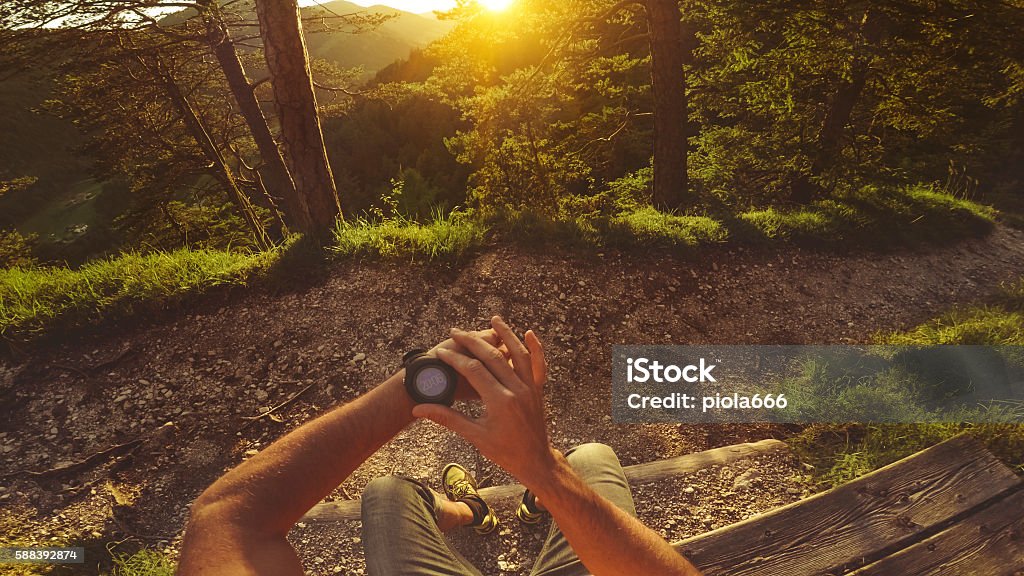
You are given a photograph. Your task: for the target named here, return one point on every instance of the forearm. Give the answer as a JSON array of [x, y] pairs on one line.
[[268, 493], [607, 539]]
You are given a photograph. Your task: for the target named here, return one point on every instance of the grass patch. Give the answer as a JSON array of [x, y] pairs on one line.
[[33, 300], [1000, 323], [444, 237], [871, 217], [841, 453], [142, 563], [647, 227]]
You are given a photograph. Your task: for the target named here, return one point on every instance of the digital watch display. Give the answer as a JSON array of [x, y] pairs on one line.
[[429, 380]]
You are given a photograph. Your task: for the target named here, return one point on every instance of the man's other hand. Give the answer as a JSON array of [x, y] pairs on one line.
[[509, 377]]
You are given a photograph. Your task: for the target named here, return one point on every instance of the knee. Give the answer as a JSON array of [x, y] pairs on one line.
[[388, 488], [592, 451], [595, 462]]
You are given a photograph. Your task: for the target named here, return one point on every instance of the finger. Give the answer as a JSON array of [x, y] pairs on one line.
[[517, 352], [451, 419], [492, 358], [475, 372], [505, 351], [539, 364]]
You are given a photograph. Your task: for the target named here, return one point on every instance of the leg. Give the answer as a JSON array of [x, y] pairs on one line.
[[599, 467], [400, 534]]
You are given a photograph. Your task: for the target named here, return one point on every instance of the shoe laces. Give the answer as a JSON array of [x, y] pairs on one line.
[[461, 489]]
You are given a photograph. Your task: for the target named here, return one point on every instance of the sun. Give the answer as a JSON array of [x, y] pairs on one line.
[[496, 5]]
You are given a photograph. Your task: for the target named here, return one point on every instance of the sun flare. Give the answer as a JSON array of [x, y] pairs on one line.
[[496, 5]]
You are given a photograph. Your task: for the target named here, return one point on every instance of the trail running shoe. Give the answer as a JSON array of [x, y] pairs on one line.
[[528, 512], [461, 487]]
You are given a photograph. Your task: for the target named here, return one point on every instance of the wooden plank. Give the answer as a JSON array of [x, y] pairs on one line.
[[989, 542], [857, 523], [339, 510]]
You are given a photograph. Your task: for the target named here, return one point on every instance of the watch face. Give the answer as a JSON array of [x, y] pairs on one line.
[[431, 381]]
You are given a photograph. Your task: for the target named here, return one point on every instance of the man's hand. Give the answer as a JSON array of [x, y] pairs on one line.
[[509, 378], [463, 389]]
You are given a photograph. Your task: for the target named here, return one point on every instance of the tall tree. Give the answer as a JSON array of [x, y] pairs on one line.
[[669, 86], [288, 64], [273, 172], [865, 34]]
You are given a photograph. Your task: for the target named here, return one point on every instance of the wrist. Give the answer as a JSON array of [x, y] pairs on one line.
[[394, 391], [550, 475]]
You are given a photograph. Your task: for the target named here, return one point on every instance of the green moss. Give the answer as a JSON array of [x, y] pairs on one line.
[[33, 300], [648, 227]]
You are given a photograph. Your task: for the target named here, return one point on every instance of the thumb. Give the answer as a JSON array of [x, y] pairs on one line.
[[540, 364], [446, 417]]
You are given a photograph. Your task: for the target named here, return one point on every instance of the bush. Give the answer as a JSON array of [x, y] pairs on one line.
[[443, 237], [872, 217], [840, 453]]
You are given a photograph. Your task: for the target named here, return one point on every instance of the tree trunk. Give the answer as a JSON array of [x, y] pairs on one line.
[[288, 63], [220, 169], [273, 170], [669, 85], [829, 141]]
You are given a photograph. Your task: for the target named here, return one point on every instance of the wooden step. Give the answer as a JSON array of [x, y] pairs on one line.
[[990, 541], [864, 521], [339, 510]]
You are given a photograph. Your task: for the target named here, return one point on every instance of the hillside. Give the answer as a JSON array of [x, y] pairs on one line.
[[90, 415], [66, 196]]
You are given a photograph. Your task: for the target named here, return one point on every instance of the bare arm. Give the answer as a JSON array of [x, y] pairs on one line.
[[513, 435], [239, 525]]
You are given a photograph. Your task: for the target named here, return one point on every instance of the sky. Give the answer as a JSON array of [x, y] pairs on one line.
[[415, 6]]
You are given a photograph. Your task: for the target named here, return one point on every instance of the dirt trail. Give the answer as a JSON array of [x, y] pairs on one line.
[[230, 355]]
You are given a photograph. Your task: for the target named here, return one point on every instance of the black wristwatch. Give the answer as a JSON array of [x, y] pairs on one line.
[[428, 380]]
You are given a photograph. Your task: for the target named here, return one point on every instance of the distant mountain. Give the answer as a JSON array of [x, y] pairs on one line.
[[375, 49]]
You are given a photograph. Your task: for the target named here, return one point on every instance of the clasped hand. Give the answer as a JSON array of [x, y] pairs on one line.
[[509, 376]]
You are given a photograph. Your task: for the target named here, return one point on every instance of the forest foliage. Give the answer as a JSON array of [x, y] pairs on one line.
[[804, 118]]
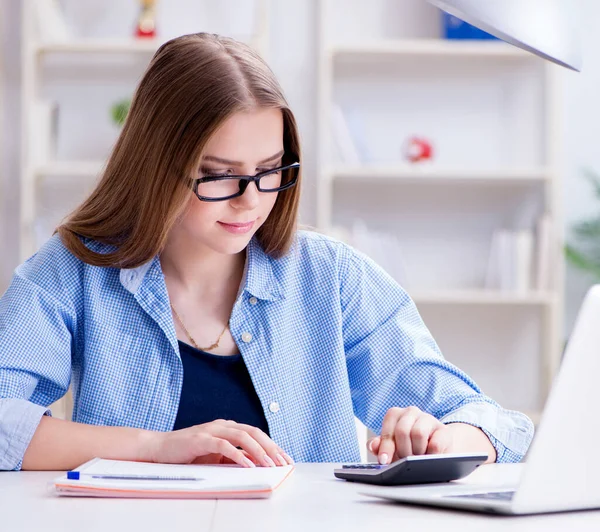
——
- **What you need to do**:
Exactly as written, set down the lines from the line holding "of the clasped" to the last line of the data, both ends included, pictures excluded.

- **Solution to the problem**:
You are given a photograph. Your task: for the target named here, return one point on every instance of the clasped hand. Give the answer as a JSON array of [x, y] pairs on one line.
[[509, 376]]
You are given a photograph. Your task: for the target named here, return one point on every instance of the forest foliage. Give the answer as a JSON array of [x, y] pairs on one line.
[[804, 118]]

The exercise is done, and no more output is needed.